● **Exercise task**:
Every record should be written out exactly, please.

Recorded data
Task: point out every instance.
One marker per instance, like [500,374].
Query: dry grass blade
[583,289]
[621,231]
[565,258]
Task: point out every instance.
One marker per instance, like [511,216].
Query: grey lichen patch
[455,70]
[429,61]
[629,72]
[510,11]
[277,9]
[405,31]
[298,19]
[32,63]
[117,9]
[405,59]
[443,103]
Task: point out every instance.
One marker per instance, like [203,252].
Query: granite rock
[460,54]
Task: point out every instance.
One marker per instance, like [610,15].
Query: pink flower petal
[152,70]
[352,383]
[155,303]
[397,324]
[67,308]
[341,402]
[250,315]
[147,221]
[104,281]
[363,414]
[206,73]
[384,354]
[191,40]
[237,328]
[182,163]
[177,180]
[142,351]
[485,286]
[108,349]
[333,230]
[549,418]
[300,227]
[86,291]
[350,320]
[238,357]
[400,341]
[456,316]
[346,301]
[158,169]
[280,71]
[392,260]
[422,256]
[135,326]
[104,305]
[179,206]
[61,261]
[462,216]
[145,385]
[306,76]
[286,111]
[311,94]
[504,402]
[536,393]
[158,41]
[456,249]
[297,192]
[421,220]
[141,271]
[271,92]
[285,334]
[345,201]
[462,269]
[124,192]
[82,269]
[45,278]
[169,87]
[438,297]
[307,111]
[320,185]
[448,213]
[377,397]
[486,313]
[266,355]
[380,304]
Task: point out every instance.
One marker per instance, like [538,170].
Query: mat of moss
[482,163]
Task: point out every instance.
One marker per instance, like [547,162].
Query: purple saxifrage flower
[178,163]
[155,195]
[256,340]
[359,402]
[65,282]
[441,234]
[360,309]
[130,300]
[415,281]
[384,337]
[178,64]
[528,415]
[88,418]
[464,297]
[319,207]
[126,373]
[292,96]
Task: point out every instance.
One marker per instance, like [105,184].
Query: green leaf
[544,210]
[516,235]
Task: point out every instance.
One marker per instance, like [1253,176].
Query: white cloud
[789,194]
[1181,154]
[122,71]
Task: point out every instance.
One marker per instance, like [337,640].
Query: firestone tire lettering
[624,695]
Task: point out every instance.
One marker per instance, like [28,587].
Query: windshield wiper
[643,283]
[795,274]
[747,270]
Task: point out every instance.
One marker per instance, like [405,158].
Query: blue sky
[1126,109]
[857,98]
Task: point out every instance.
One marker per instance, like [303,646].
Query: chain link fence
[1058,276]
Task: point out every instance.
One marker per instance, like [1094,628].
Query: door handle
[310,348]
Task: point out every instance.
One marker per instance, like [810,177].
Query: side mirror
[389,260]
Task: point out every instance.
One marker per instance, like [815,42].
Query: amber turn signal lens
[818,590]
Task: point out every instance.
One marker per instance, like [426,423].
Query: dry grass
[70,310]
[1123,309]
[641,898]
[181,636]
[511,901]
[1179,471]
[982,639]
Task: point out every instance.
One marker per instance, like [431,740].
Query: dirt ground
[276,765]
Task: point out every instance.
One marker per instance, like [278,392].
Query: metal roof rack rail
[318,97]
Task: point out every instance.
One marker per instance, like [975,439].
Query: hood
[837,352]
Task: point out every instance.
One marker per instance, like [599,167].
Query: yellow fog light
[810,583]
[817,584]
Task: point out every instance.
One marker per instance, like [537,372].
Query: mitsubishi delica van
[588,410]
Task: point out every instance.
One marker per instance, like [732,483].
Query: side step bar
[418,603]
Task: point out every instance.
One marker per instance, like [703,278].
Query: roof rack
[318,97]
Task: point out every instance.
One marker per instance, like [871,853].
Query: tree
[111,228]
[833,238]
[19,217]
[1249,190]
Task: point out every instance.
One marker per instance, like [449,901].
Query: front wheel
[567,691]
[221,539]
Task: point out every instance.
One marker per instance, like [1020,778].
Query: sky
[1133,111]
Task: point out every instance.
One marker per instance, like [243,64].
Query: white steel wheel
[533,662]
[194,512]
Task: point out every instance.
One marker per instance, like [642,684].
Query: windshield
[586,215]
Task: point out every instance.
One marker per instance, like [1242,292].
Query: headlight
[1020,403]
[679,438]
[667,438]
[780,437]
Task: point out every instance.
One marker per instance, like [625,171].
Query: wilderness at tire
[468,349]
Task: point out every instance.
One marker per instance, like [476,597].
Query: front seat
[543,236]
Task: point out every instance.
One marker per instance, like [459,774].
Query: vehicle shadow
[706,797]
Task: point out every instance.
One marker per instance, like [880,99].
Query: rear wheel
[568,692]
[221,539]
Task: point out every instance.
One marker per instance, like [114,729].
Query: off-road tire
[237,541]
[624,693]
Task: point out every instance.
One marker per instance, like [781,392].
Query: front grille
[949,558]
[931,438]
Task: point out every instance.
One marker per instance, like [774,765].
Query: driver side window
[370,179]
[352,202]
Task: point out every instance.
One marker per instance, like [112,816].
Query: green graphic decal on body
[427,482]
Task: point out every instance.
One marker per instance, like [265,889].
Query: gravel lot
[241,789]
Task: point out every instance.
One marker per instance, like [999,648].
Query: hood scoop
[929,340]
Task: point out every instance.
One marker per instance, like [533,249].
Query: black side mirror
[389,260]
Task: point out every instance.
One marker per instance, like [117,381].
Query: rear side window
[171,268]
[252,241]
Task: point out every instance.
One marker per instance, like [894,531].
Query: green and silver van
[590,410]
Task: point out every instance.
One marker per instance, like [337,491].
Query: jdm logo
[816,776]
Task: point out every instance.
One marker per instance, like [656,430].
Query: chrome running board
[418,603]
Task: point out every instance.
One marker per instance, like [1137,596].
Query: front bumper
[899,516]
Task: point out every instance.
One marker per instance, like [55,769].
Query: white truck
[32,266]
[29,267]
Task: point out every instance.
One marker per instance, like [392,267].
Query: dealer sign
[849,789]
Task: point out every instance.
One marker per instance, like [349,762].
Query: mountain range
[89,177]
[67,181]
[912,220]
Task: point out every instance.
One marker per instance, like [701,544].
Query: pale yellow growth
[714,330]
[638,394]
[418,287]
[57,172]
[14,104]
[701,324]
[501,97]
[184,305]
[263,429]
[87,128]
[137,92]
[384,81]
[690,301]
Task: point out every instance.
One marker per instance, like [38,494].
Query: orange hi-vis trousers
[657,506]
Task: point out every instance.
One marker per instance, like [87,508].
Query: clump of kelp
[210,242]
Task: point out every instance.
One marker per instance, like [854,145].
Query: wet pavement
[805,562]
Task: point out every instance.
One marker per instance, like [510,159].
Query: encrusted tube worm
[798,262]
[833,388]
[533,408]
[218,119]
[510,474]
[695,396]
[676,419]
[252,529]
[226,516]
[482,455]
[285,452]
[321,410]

● **Exercise output**:
Task: point out every instance.
One marker per instance, like [500,374].
Query: dry grass blade
[583,289]
[621,231]
[565,258]
Task: point out every instance.
One marker per instance, like [511,216].
Query: grey lichen patch
[455,70]
[429,61]
[629,72]
[510,11]
[277,9]
[405,31]
[298,19]
[32,63]
[117,9]
[405,59]
[443,103]
Task: point out every instance.
One marker per instance, like [203,252].
Query: granite rock
[460,54]
Task: point out every instance.
One marker per instance, like [610,15].
Query: pink flower petal
[152,70]
[352,383]
[155,303]
[397,324]
[67,308]
[341,402]
[250,315]
[147,221]
[104,281]
[363,414]
[206,73]
[384,354]
[191,40]
[237,328]
[182,163]
[177,180]
[142,351]
[485,286]
[108,349]
[333,230]
[549,418]
[300,227]
[86,291]
[350,320]
[238,357]
[400,341]
[456,316]
[346,301]
[158,169]
[280,71]
[392,260]
[422,256]
[135,326]
[104,305]
[179,206]
[61,261]
[462,216]
[145,385]
[306,76]
[286,111]
[311,94]
[504,402]
[536,393]
[158,41]
[456,249]
[297,192]
[421,220]
[141,271]
[271,92]
[285,334]
[345,201]
[462,269]
[124,192]
[82,269]
[45,278]
[169,87]
[438,297]
[307,111]
[320,185]
[448,213]
[377,397]
[486,313]
[266,355]
[380,304]
Task: point out every instance.
One marker per instance, like [538,170].
Query: mat of moss
[482,163]
Task: point out every instance.
One marker per instance, like [547,162].
Query: purple saxifrage flower
[178,163]
[155,195]
[256,340]
[359,402]
[65,282]
[441,234]
[360,309]
[130,300]
[415,281]
[384,337]
[178,64]
[528,415]
[88,418]
[464,297]
[319,207]
[126,373]
[292,96]
Task: point out every instance.
One marker per instance, like [105,184].
Query: green leaf
[544,210]
[516,235]
Task: point out every instance.
One marker per instance, like [1253,176].
Query: white cloud
[789,194]
[1181,154]
[122,71]
Task: point out every instance.
One marker per instance, like [337,640].
Query: firestone tire lettering
[624,695]
Task: point out every instance.
One marker per instance, like [28,587].
Query: windshield wiper
[643,283]
[795,274]
[747,270]
Task: point out every instance.
One marker per instance, like [405,158].
Query: blue sky
[1126,109]
[857,98]
Task: point out every instance.
One marker per instance, like [303,646].
Query: chain link fence
[1058,276]
Task: point out every instance.
One marker per instance, like [1094,628].
Query: door handle
[310,348]
Task: point out every instance.
One marker per instance, like [810,177].
Query: side mirror
[389,260]
Task: point out every instance.
One marker per instance, like [815,42].
Query: amber turn signal lens
[818,590]
Task: point out every instance.
One marker per instance, like [426,423].
Query: dry grass
[70,310]
[1123,309]
[641,898]
[181,636]
[511,901]
[1179,471]
[982,639]
Task: point out every instance.
One marker per instance, like [431,740].
Query: dirt ground
[276,765]
Task: point out every instance.
One marker per instance, like [278,392].
Query: metal roof rack rail
[318,97]
Task: point out every instance.
One marker per instance, like [975,439].
Query: hood
[837,352]
Task: point out every instance.
One marker per instance, like [599,167].
Query: yellow fog light
[810,583]
[817,584]
Task: point out every instance.
One marker per instance, like [537,372].
Query: mitsubishi delica van
[588,410]
Task: point out every instance.
One marker per instance, like [732,483].
Query: side step bar
[418,603]
Task: point out every instance.
One marker per instance, like [703,278].
Query: roof rack
[318,97]
Task: point out every instance.
One marker per instance, like [871,853].
Query: tree
[111,228]
[833,238]
[19,217]
[1249,190]
Task: point out every instance.
One marker per instance, like [449,901].
Query: front wheel
[567,691]
[221,539]
Task: point out every instance.
One marker per instance, like [1020,778].
Query: sky
[1133,111]
Task: point out every instance.
One marker per instance, like [243,64].
Query: white steel wheel
[533,662]
[194,512]
Task: point out every instance.
One marker per instance, like [642,684].
Query: windshield
[586,215]
Task: point out every instance.
One marker per instance, like [1242,292].
Query: headlight
[1020,403]
[679,438]
[667,438]
[780,437]
Task: point out every instance.
One marker per instance, like [625,171].
Query: wilderness at tire
[468,349]
Task: point out every instance.
One marker per instance, like [476,597].
Query: front seat
[543,236]
Task: point out every instance.
One marker per instance, like [459,774].
Query: vehicle shadow
[706,797]
Task: point out every instance.
One marker per instance, like [880,99].
Query: rear wheel
[568,692]
[221,539]
Task: point out every instance.
One marker per instance, like [114,729].
Query: off-road tire
[237,541]
[624,693]
Task: point out every instance.
One marker per instance, like [781,392].
Query: front grille
[949,558]
[931,438]
Task: point out every instance.
One marker per instance, like [774,765].
Query: driver side window
[370,179]
[352,202]
Task: point out every instance.
One marker per instance, like [112,816].
Query: green graphic decal on body
[427,482]
Task: point out every instance.
One marker per instance, like [265,889].
Query: gravel lot
[241,789]
Task: point out every instance.
One marker per instance, like [999,648].
Query: hood scoop
[929,340]
Task: point out every instance.
One marker per instance, like [533,249].
Query: black side mirror
[389,260]
Task: point out every instance.
One marker per instance, like [117,381].
Query: rear side window
[171,268]
[252,241]
Task: point out every instance.
One marker per instance, like [894,531].
Query: green and silver van
[590,410]
Task: point out every instance.
One marker per instance, like [337,491].
Query: jdm logo
[816,776]
Task: point out every instance.
One marker per instance, like [656,430].
Query: chrome running board
[418,603]
Task: point out every instance.
One marker per instance, like [1137,596].
Query: front bumper
[899,516]
Task: point out every instance.
One marker per instance, like [55,769].
Query: white truck
[32,266]
[29,267]
Task: point out every instance.
One marker per instance, like [392,267].
Query: dealer sign
[849,789]
Task: point out every instance.
One marker per instance, like [349,762].
Query: mountain range
[89,177]
[67,181]
[912,220]
Task: point out every instance.
One marker per instance, like [701,544].
Query: pale yellow growth
[714,330]
[638,394]
[418,287]
[57,172]
[14,104]
[701,324]
[501,97]
[184,305]
[263,429]
[87,128]
[137,92]
[384,81]
[690,301]
Task: point out every instance.
One marker per instance, like [38,494].
Query: orange hi-vis trousers
[657,506]
Task: point out every instance.
One marker per instance, like [87,508].
Query: clump of kelp
[210,242]
Task: point out every instance.
One marker per instance, like [854,145].
Query: wet pavement
[805,562]
Task: point out every instance.
One marker per instance, like [510,159].
Query: encrusted tube worm
[798,262]
[833,388]
[533,408]
[218,119]
[510,474]
[695,396]
[676,419]
[252,529]
[226,516]
[482,455]
[285,452]
[321,410]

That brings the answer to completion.